Il est à noter qu'elle a « illustré » son livre de nombreux schémas et
dessins qui montrent les situations concrètes de l'oppression, en particulier les check-points et
les murs. En bâtissant de très hauts murs, il est clair que les autorités
israéliennes veulent faire en sorte que les colons ne croisent plus, ne rencontrent plus, ne voient
même plus les arabes. Ainsi à Gilo, colonie juive qui fait face au village palestinien de Beit
Jala, près de Bethléem, il y a un mur qui cache Beit Jala. Et sur ce mur, histoire de
l'égayer un peu sans doute, un peintre a représenté la campagne qu'on pourrait
voir de Gilo. À noter qu'il n'a pas jugé utile d'y représenter Beit
Jala !
..........
--- Travail demandé ---
Poursuivez le passage ci-dessus sur les murs et les check-points en reprenant juste après sa dernière phrase.

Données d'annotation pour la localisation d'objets
..........
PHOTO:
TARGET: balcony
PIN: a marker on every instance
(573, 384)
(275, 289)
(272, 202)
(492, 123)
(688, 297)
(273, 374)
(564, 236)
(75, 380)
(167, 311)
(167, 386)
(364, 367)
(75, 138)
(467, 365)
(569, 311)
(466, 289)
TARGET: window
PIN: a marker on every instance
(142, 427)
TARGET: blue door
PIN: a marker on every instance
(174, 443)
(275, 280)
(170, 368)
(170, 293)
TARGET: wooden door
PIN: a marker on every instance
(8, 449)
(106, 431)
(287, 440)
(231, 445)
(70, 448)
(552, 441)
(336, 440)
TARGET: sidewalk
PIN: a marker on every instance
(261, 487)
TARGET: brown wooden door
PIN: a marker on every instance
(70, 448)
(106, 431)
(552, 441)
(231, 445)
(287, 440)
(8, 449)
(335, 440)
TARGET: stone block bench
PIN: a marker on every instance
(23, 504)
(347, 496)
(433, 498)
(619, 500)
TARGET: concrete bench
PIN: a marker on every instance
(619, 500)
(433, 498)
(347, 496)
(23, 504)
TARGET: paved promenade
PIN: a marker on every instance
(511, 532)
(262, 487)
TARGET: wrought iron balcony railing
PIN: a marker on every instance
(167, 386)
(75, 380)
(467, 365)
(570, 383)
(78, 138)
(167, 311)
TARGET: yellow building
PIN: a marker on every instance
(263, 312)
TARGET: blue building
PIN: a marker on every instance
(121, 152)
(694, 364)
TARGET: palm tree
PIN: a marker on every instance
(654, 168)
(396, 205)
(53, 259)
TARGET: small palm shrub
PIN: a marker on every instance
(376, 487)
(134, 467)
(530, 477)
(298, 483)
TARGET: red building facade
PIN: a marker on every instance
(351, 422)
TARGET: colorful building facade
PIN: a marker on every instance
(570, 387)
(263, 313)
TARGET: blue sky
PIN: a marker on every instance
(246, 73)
..........
--- Réponse rédigée ---
Chaque page de ce livre donne des exemples de ce genre, des petits faits qu'on ne peut pas
résumer. Voilà pourquoi il s'agit d'un vrai livre de témoignage, comme un
journal de bord. L'auteur n'essaie pas de faire autre chose que de raconter ce qu'elle a vu et
entendu. Elle le fait avec beaucoup d'humanité et de sensibilité. Le lecteur ne peut que
partager ces sentiments.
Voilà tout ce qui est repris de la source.